(Excerpts of labeled region data)
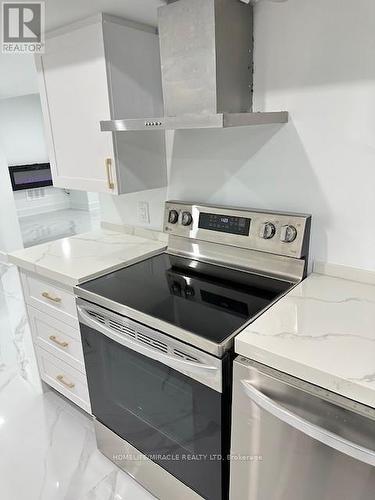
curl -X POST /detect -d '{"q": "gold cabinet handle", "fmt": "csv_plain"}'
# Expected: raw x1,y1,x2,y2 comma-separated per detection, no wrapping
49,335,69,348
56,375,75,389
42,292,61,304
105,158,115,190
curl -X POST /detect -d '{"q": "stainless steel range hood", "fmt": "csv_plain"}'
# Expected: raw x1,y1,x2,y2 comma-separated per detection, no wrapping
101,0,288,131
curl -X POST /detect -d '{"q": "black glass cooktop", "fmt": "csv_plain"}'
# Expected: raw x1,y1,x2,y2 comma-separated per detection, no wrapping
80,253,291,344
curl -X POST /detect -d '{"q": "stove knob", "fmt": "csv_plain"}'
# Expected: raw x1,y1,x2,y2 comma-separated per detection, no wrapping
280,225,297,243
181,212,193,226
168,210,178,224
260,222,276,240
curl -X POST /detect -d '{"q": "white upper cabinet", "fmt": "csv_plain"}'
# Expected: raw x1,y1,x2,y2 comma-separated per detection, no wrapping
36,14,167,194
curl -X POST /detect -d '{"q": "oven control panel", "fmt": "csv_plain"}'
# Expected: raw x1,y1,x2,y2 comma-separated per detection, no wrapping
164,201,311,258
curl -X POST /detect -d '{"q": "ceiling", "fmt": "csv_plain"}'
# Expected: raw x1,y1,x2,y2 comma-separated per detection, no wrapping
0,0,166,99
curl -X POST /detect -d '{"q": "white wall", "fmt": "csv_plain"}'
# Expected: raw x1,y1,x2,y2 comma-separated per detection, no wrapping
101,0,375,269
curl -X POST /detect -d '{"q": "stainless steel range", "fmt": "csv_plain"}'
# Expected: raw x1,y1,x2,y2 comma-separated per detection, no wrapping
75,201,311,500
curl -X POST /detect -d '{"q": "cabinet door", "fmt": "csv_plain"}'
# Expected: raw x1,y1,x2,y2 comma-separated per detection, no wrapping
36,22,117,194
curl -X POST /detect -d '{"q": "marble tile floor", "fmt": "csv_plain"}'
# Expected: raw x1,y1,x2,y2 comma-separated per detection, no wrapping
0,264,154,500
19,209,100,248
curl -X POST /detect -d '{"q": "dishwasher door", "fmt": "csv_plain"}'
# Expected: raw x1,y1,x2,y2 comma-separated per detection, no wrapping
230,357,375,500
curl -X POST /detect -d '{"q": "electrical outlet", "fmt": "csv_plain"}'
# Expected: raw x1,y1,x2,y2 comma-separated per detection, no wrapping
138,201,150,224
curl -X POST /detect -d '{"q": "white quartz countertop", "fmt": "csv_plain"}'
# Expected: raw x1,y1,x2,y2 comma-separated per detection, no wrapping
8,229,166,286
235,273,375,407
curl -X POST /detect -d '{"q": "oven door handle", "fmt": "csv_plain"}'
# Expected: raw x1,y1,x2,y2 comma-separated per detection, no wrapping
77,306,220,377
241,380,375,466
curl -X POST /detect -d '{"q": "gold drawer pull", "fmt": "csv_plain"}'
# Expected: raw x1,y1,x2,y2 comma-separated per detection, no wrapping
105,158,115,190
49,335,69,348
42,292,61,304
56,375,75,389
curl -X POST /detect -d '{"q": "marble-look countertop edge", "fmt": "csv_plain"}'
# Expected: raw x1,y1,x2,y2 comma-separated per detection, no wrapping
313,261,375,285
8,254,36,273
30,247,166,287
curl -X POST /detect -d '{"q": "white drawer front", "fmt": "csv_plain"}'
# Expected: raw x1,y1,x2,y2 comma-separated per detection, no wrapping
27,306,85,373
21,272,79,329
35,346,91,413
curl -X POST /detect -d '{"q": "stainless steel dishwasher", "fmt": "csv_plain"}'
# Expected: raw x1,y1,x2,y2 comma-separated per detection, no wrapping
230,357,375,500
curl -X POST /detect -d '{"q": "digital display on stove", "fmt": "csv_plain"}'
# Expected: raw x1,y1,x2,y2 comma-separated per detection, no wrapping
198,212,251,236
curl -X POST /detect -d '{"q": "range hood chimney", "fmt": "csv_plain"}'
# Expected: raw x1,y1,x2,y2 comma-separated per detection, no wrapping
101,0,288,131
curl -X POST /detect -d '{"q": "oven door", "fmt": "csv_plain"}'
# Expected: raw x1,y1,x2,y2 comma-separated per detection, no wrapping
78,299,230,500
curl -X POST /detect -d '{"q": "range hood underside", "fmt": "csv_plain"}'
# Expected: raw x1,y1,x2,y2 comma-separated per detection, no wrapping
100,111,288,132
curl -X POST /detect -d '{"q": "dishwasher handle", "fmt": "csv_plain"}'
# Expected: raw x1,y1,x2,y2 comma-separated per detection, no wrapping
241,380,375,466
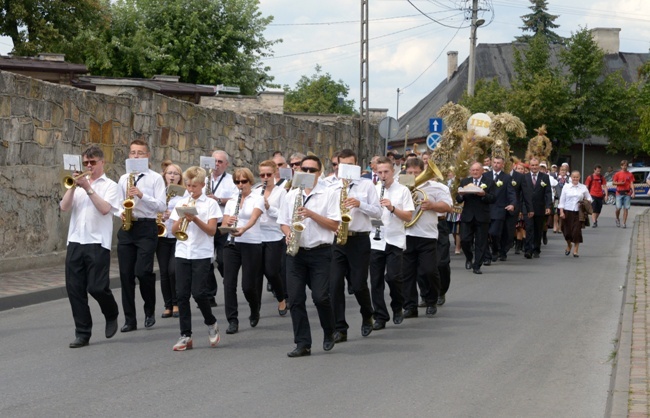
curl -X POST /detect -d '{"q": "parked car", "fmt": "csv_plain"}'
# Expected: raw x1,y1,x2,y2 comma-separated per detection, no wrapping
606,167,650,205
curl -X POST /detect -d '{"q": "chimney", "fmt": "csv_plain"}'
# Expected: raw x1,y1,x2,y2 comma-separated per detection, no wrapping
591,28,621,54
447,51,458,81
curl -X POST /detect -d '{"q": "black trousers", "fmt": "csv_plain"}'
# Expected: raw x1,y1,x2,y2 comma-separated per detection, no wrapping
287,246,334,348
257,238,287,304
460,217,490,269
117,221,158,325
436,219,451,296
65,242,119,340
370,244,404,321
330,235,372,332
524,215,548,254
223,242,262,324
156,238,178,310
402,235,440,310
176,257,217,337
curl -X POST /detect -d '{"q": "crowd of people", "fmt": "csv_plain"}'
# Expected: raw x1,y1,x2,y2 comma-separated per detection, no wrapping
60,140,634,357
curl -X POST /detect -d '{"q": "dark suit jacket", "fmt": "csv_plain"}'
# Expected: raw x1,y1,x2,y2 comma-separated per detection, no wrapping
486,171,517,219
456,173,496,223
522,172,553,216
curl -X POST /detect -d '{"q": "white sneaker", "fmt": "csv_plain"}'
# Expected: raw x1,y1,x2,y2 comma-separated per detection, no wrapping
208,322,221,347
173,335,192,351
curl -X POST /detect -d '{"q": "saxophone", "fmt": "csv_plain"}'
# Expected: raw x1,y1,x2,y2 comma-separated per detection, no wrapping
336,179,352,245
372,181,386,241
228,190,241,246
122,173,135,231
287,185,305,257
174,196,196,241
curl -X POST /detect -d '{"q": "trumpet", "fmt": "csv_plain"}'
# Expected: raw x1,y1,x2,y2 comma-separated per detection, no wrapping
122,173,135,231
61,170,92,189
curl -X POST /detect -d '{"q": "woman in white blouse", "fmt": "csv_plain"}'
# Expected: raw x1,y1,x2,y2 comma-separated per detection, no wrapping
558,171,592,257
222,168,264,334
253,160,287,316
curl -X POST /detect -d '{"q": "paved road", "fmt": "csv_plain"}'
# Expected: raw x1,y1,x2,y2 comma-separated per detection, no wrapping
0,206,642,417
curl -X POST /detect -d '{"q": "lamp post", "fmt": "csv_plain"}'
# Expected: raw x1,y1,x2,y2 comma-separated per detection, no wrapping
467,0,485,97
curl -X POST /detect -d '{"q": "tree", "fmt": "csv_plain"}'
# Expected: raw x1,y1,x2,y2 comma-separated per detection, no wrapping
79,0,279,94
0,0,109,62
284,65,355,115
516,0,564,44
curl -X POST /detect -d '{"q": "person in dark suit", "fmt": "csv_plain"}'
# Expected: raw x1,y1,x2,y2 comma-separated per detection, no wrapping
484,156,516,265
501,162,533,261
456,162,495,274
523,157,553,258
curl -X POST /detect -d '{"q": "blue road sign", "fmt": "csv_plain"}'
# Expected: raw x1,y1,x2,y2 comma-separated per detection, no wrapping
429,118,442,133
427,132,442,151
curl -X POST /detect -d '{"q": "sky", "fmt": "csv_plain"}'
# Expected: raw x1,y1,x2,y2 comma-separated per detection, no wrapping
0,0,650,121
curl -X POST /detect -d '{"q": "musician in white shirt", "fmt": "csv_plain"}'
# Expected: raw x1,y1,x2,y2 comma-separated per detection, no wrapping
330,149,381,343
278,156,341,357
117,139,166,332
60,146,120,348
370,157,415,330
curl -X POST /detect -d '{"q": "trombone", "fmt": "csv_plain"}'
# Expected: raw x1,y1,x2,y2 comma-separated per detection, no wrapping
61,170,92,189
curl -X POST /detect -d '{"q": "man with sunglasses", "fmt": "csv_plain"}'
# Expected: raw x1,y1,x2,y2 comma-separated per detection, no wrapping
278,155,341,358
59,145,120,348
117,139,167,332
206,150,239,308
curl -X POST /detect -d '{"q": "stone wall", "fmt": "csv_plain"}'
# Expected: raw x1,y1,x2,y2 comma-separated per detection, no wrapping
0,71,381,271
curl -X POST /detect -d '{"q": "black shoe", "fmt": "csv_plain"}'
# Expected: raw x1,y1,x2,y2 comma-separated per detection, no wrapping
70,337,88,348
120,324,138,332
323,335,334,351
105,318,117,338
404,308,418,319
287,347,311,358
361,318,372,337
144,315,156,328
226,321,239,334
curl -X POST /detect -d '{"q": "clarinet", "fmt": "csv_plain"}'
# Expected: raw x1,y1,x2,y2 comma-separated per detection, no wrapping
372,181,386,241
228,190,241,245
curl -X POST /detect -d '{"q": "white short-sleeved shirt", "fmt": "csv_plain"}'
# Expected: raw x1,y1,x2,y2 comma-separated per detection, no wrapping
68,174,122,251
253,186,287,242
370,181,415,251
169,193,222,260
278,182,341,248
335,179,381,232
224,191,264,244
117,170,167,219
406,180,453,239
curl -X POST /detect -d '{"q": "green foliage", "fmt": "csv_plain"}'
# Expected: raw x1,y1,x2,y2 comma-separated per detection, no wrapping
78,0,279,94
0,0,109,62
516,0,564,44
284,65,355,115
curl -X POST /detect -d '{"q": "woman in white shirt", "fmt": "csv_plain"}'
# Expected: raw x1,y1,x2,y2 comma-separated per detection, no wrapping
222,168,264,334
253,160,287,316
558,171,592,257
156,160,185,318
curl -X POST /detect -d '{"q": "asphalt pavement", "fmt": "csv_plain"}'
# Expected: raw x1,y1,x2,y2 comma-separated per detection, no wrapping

Given problem
Locate each line in the items above that includes the string "stainless", and copy those lines out.

Solved problem
curl -X POST /detect -d '{"q": "stainless steel range hood", "fmt": "csv_plain"}'
curl -X POST /detect -d '{"q": "stainless steel range", "fmt": "csv_plain"}'
curl -X POST /detect -d '{"q": "stainless steel dishwasher", "fmt": "csv_plain"}'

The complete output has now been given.